# [Questions]
• 1. Dans le texte fourni, réécrivez sous forme de liste courte le paragraphe qui commence par « Je dois néanmoins vous dire », en conservant ses faits principaux.
• 2. Rédigez la suite du texte fourni, en commençant juste après sa dernière phrase, celle qui se termine par « devinez ce qu'elles contiennent ».

# [Texte fourni]
◇ ◇ ◇
Je dois néanmoins vous dire que j'étais totalement atterrée par le manque de médicaments essentiels à l'urgence et par le manque de tests de laboratoire de base à cause du manque d'agents réactifs. Non pas par pauvreté mais par ratés administratives. Les patients sont évidemment les premiers à en souffrir et  les jeunes médecins ne peuvent contempler des diagnostics différentiels puisque les investigations et traitements ne sont pas disponibles ce qui limitent beaucoup l'apprentissage. 



Terminons avec cette image prise lors d'une ballade en fin de journée dans les collines de Thimphu, j'y ajouterai mes prières, devinez ce qu'elles contiennent ...
◇ ◇ ◇
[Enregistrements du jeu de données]
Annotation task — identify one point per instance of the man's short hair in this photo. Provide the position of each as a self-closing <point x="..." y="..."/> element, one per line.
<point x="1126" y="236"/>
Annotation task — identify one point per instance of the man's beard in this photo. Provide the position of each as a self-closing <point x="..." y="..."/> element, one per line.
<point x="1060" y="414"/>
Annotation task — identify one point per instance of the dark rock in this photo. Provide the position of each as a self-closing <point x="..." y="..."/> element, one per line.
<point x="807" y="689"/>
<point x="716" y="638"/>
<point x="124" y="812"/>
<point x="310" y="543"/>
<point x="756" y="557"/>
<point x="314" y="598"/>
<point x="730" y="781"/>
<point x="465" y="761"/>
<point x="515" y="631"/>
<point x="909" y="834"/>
◇ ◇ ◇
# [Réponses par tâche]
• 1.
- Consternation devant le manque de médicaments essentiels à l'urgence.
- Manque de tests de laboratoire de base, faute d'agents réactifs.
- Cause : des ratés administratifs, et non la pauvreté.
- Les patients en souffrent les premiers.
- Sans investigations ni traitements disponibles, les jeunes médecins ne peuvent envisager de diagnostics différentiels, ce qui limite beaucoup leur apprentissage.

• 2.
mercredi 9 novembre 2011

Le monde rural

Jusqu'en 1960, il n'y avait au Bhoutan aucune route, aucun hôpital ou école hormis quelques initiatives des missionnaires. Cinquante ans plus tard, grâce à l'aide économique de l'Inde, le Bhoutan a parcouru des pas de géants. Néanmoins, les bhoutanais sont dépendants de leur terre pour survivre.  Ils cultivent, à petite échelle, une terre qui donnera, selon  la région, du riz, des pommes de terre, du choux, des choux-fleurs, des haricots et surtout des piments . Des piments, qu'on fait sécher sur les toits de tôles et qui seront de tous les repas .



On peut posséder deux- trois vaches à qui on donnera  un nom et qu'on (la femme) traie tôt le matin pour  le lait, le beurre et le fromage. Un fromage servi en sauce avec...le piment. 


Des vaches qui n'ont pas de grands pâturages à leur disposition et qu'on retrouvera souvent  le long de la route. C'est sans doute pour cette raison  que cette jeune femme  a dû donner un coup d'épaule suite à  un accouchement spontané de sa vache !



Aussi quelques  poules pour les oeufs et un beau gros porc gourmand qui, lui, n'aura pas de nom puisqu'il décèdera un jour  de causes "naturelles"...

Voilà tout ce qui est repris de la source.